DOCUMENT PASSAGE:
Sperm motility was recorded by videomicroscopy as described by Holt and Harrison (Holt and Harrison,2002). 60 μl samples were taken from the sperm suspensions and placed on electropositive glass slides; microscopy was performed using an Olympus BH-2 microscope with a ×10 negative–high phase contrast objective. Sperm video sequences were recorded on CDs using a VCD recorder(VDR-3000; Datavideo UK Ltd, Manchester, UK).

Two hundred individual sperm trajectories were analysed quantitatively for each of the treatment/time combinations, using a Hobson Sperm Tracker (Hobson Tracking Systems, Sheffield, UK) operating at 50 Hz within an IBM-compatible Pentium computer. The `search radius' used was 5.9 μm, and the `minimum track points' setting was 50 frames.

The measured descriptors of sperm motion are summarised in Table 1. Details regarding the use of the Hobson Sperm Tracker and discussion of these parameters may be found in earlier publications (Abaigar et al., 1999; Davis and Siemers,1995).

Table 1.

Definitions of motility descriptors

DescriptorsUnitsDescription
Curvilinear velocity (VCL) μm s-1 Velocity of progression along the entire trajectory 
Average path velocity (VAP) μm s-1 Velocity of progression along the smoothed trajectory 
Straight line velocity (VSL) μm s-1 Velocity of progression from first to last coordinates 
Beat cross frequency (BCF) Hz Frequency that the sperm head crosses the smoothed trajectory 
Amplitude of lateral head displacement (ALH) μm Mean lateral sperm head displacement along the smoothed trajectory 
Linearity of track (LIN) VSL/VCL×100 
Straightness of track (STR) VSL/VAP×100 
DescriptorsUnitsDescription
Curvilinear velocity (VCL) μm s-1 Velocity of progression along the entire trajectory 
Average path velocity (VAP) μm s-1 Velocity of progression along the smoothed trajectory 
Straight line velocity (VSL) μm s-1 Velocity of progression from first to last coordinates 
Beat cross frequency (BCF) Hz Frequency that the sperm head crosses the smoothed trajectory 
Amplitude of lateral head displacement (ALH) μm Mean lateral sperm head displacement along the smoothed trajectory 
Linearity of track (LIN) VSL/VCL×100 
Straightness of track (STR) VSL/VAP×100 

Detailed exploration of individual sperm trajectories was undertaken using purpose-written software (GET XY) supplied by Prof. G. S. Hobson (Hobson Tracking Systems, Sheffield, UK). This software provides series of x,y coordinates of sequential sperm head positions at a resolution of 50 Hz from video recordings; these can be used to reconstruct and plot sperm trajectories using auxiliary software such as Microsoft Excel or Statistica for Windows(Statsoft UK, Letchworth, UK).

WHAT IS EXPECTED:
Repeat everything from "The measured descriptors" down to "Davis and Siemers,1995)." in the sperm motility passage, substituting "previous publications" for "earlier publications". The lines that follow come from a different source than the passage on sperm motility analysis.

DATA FOR REVIEW:
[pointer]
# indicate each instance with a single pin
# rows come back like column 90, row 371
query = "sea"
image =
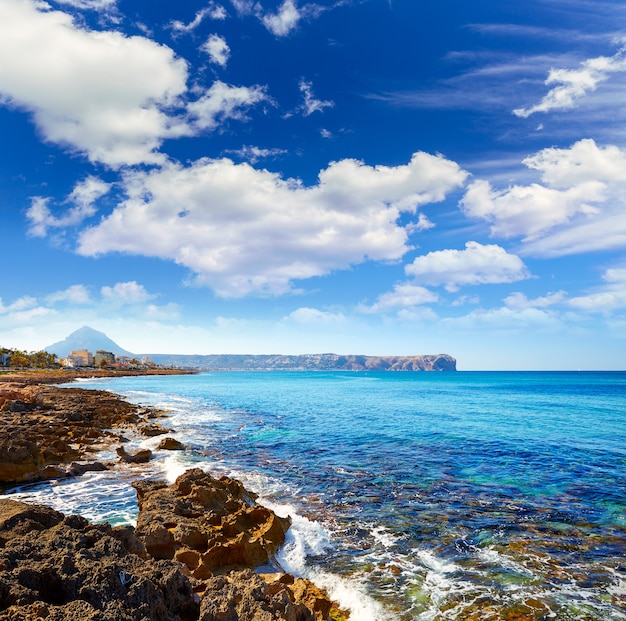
column 414, row 495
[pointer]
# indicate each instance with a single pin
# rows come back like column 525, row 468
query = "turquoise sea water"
column 468, row 495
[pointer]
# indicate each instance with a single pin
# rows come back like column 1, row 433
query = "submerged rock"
column 171, row 444
column 64, row 568
column 206, row 523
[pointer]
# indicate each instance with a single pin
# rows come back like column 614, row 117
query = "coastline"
column 199, row 564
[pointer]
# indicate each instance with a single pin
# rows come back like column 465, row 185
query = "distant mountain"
column 87, row 338
column 308, row 362
column 92, row 340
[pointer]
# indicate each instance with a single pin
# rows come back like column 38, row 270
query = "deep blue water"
column 468, row 495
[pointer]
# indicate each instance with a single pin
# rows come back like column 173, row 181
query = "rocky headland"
column 308, row 362
column 196, row 550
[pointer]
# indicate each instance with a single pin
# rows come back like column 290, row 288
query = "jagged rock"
column 77, row 469
column 208, row 524
column 171, row 444
column 142, row 456
column 64, row 568
column 154, row 430
column 53, row 428
column 245, row 596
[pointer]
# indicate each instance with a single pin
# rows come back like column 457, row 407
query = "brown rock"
column 245, row 596
column 218, row 520
column 63, row 568
column 171, row 444
column 140, row 457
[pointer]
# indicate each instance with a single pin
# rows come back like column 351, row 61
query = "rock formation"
column 65, row 569
column 206, row 523
column 45, row 429
column 191, row 557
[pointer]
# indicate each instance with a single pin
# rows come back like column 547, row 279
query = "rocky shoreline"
column 194, row 554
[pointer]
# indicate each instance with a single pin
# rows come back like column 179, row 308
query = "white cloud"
column 311, row 104
column 94, row 5
column 476, row 265
column 313, row 316
column 82, row 197
column 507, row 320
column 284, row 21
column 100, row 93
column 403, row 296
column 223, row 101
column 519, row 301
column 422, row 224
column 217, row 49
column 21, row 304
column 76, row 294
column 126, row 293
column 610, row 297
column 212, row 11
column 572, row 85
column 253, row 154
column 242, row 230
column 579, row 207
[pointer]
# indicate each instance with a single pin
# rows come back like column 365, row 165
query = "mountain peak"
column 86, row 338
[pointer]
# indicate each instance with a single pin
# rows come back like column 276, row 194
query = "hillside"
column 310, row 362
column 86, row 338
column 93, row 340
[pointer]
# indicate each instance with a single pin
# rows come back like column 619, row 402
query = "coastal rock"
column 45, row 429
column 64, row 568
column 245, row 596
column 142, row 456
column 171, row 444
column 206, row 523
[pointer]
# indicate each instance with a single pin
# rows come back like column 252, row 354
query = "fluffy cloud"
column 313, row 316
column 126, row 293
column 213, row 11
column 284, row 21
column 223, row 101
column 611, row 296
column 217, row 49
column 572, row 85
column 476, row 265
column 94, row 5
column 310, row 103
column 519, row 301
column 253, row 154
column 76, row 294
column 101, row 93
column 506, row 319
column 578, row 207
column 242, row 230
column 403, row 296
column 83, row 197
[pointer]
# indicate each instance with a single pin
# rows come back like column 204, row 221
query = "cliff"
column 310, row 362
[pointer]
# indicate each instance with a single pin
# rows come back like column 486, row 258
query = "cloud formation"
column 403, row 296
column 573, row 84
column 222, row 102
column 311, row 104
column 609, row 297
column 578, row 207
column 284, row 20
column 217, row 49
column 213, row 11
column 83, row 198
column 100, row 93
column 243, row 231
column 478, row 264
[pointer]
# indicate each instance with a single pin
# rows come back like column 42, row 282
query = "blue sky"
column 358, row 176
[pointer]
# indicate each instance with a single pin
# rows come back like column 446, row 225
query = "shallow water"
column 415, row 495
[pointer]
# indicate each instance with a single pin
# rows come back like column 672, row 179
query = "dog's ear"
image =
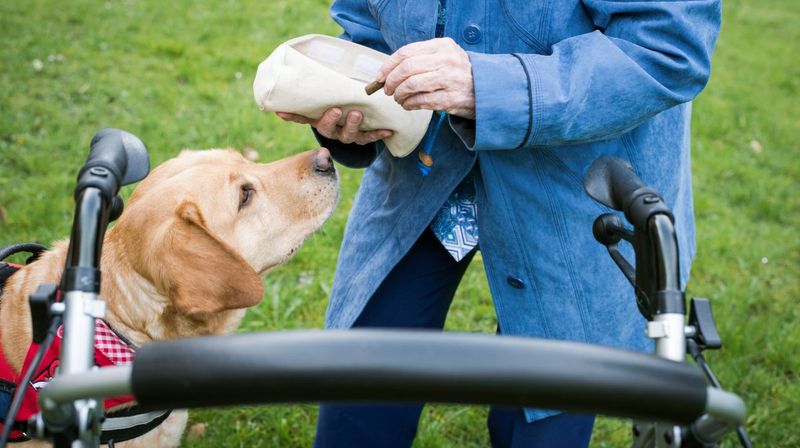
column 201, row 273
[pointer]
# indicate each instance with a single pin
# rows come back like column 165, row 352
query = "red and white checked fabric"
column 111, row 345
column 118, row 352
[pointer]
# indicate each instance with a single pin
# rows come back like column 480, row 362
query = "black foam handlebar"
column 116, row 158
column 612, row 182
column 379, row 366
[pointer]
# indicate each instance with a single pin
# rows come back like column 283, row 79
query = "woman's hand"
column 328, row 127
column 434, row 74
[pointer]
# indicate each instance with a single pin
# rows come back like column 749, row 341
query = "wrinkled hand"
column 434, row 74
column 327, row 125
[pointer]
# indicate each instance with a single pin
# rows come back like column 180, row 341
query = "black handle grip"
column 116, row 158
column 612, row 182
column 409, row 366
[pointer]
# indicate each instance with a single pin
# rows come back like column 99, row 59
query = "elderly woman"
column 533, row 92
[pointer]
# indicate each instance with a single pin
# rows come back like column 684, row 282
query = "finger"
column 349, row 132
column 294, row 118
column 421, row 83
column 414, row 65
column 405, row 52
column 327, row 123
column 365, row 138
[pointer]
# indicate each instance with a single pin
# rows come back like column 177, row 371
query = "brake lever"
column 608, row 230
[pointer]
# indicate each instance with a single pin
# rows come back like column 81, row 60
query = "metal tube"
column 77, row 354
column 106, row 382
column 726, row 406
column 669, row 336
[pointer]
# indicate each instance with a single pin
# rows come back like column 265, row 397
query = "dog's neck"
column 141, row 313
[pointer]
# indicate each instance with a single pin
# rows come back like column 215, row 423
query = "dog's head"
column 204, row 226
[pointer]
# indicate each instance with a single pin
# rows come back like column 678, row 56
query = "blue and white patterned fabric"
column 456, row 223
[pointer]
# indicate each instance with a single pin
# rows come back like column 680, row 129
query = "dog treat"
column 373, row 87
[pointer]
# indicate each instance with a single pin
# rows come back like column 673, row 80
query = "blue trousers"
column 417, row 294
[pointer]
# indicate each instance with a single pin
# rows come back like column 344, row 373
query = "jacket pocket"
column 530, row 21
column 404, row 21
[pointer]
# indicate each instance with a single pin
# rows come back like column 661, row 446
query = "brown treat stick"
column 373, row 87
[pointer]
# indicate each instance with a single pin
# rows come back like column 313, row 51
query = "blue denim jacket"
column 557, row 84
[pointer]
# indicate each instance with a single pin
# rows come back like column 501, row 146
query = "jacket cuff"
column 350, row 155
column 502, row 104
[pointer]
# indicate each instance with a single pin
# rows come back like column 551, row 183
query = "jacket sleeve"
column 360, row 27
column 644, row 58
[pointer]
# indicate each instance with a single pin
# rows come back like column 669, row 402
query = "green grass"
column 167, row 71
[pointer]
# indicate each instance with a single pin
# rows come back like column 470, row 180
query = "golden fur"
column 185, row 258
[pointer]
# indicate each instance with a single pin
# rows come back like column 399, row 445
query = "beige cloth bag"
column 310, row 74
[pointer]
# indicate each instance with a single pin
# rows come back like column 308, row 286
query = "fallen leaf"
column 197, row 431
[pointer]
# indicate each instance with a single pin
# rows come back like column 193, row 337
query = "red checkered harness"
column 110, row 349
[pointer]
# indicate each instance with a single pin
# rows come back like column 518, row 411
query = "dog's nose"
column 322, row 162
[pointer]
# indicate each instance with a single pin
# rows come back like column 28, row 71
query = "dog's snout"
column 322, row 162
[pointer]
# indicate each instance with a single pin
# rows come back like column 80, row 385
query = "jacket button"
column 472, row 34
column 515, row 282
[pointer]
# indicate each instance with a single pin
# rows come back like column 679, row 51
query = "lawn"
column 179, row 75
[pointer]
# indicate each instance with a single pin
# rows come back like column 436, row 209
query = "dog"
column 187, row 255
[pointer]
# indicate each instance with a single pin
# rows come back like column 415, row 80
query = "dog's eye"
column 245, row 195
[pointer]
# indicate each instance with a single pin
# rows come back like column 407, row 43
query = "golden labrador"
column 186, row 257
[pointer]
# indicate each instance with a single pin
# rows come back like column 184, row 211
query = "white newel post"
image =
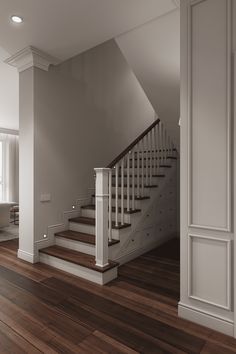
column 102, row 194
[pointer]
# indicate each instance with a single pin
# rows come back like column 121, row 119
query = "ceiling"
column 65, row 28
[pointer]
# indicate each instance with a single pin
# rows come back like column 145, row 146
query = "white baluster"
column 101, row 226
column 128, row 181
column 142, row 174
column 133, row 188
column 117, row 191
column 110, row 206
column 138, row 170
column 122, row 191
column 146, row 161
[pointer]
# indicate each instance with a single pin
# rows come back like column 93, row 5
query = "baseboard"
column 206, row 319
column 28, row 257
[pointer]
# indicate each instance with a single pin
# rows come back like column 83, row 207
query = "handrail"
column 135, row 142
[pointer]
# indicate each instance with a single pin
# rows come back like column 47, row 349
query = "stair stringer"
column 156, row 224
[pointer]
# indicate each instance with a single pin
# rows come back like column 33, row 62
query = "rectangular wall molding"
column 209, row 259
column 209, row 120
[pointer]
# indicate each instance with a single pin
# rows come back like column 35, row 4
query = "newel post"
column 101, row 229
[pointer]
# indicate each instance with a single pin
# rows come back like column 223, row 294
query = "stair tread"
column 140, row 186
column 79, row 258
column 125, row 176
column 92, row 207
column 125, row 197
column 81, row 237
column 91, row 221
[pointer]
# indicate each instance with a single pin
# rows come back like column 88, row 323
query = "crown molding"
column 31, row 57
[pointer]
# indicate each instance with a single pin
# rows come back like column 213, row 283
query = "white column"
column 101, row 229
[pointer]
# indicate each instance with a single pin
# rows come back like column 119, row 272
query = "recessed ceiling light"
column 16, row 19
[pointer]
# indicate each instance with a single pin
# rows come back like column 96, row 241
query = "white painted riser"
column 88, row 229
column 75, row 245
column 82, row 272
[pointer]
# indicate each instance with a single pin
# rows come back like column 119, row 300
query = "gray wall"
column 86, row 111
column 153, row 52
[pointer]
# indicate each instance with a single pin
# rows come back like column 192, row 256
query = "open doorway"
column 9, row 150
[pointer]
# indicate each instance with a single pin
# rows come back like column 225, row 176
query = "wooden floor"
column 47, row 311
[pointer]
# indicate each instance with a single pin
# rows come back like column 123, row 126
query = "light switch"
column 45, row 198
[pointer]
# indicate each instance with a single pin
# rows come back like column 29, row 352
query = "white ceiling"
column 64, row 28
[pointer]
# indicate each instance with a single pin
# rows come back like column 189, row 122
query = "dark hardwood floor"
column 43, row 310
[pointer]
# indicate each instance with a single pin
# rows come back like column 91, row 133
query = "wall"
column 9, row 94
column 86, row 111
column 153, row 52
column 207, row 232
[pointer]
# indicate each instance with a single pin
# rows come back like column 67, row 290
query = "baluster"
column 157, row 148
column 138, row 170
column 146, row 161
column 101, row 226
column 133, row 189
column 122, row 191
column 142, row 175
column 110, row 206
column 128, row 181
column 151, row 157
column 117, row 190
column 166, row 146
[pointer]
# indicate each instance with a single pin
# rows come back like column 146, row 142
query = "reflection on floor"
column 9, row 233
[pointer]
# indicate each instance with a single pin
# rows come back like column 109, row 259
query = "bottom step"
column 79, row 264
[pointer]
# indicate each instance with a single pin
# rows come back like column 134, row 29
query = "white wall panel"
column 209, row 111
column 210, row 270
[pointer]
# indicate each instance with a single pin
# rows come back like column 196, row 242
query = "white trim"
column 228, row 226
column 206, row 319
column 78, row 270
column 31, row 57
column 228, row 275
column 27, row 256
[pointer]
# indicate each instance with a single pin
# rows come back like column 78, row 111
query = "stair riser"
column 77, row 270
column 91, row 214
column 75, row 245
column 155, row 180
column 83, row 228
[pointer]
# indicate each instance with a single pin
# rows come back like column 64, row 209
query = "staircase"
column 132, row 211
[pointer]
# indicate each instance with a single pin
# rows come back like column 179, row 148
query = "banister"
column 136, row 141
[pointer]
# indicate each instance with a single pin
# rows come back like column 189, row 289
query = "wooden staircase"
column 135, row 183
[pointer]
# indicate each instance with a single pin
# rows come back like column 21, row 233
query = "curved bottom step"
column 79, row 264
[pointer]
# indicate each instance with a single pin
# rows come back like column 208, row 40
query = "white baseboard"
column 206, row 319
column 28, row 257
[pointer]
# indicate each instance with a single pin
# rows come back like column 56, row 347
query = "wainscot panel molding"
column 207, row 164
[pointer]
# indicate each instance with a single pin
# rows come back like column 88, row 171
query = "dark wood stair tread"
column 92, row 207
column 91, row 221
column 140, row 176
column 136, row 186
column 79, row 258
column 125, row 197
column 81, row 237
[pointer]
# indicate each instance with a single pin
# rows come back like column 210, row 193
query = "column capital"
column 31, row 57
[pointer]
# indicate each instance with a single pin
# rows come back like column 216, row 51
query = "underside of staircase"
column 140, row 214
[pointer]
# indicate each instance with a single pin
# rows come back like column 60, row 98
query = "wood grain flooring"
column 43, row 310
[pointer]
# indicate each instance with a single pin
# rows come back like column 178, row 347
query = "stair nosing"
column 112, row 264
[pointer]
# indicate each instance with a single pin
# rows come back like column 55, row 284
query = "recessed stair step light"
column 16, row 19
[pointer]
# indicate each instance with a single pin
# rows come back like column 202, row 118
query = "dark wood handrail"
column 130, row 147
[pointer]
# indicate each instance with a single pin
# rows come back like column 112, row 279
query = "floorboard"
column 43, row 310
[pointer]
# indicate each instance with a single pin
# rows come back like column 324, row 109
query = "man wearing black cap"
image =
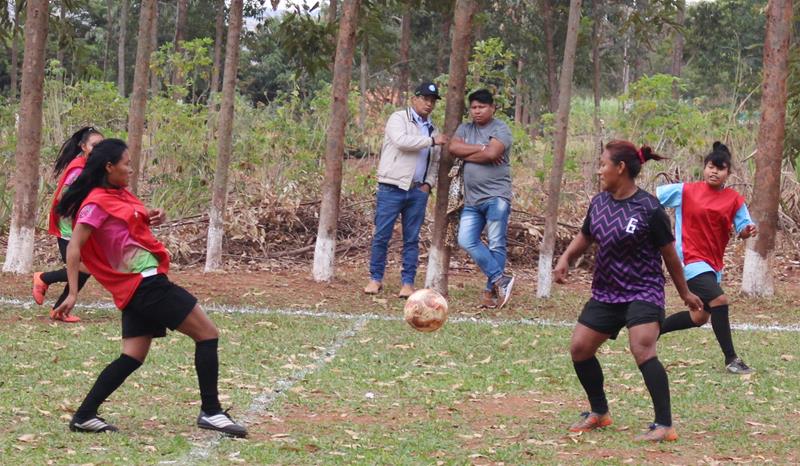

RESPONSE BOX:
The measured descriptors of sperm motion are summarised in Table 1. Details regarding the use of the Hobson Sperm Tracker and discussion of these parameters may be found in previous publications (Abaigar et al., 1999; Davis and Siemers,1995).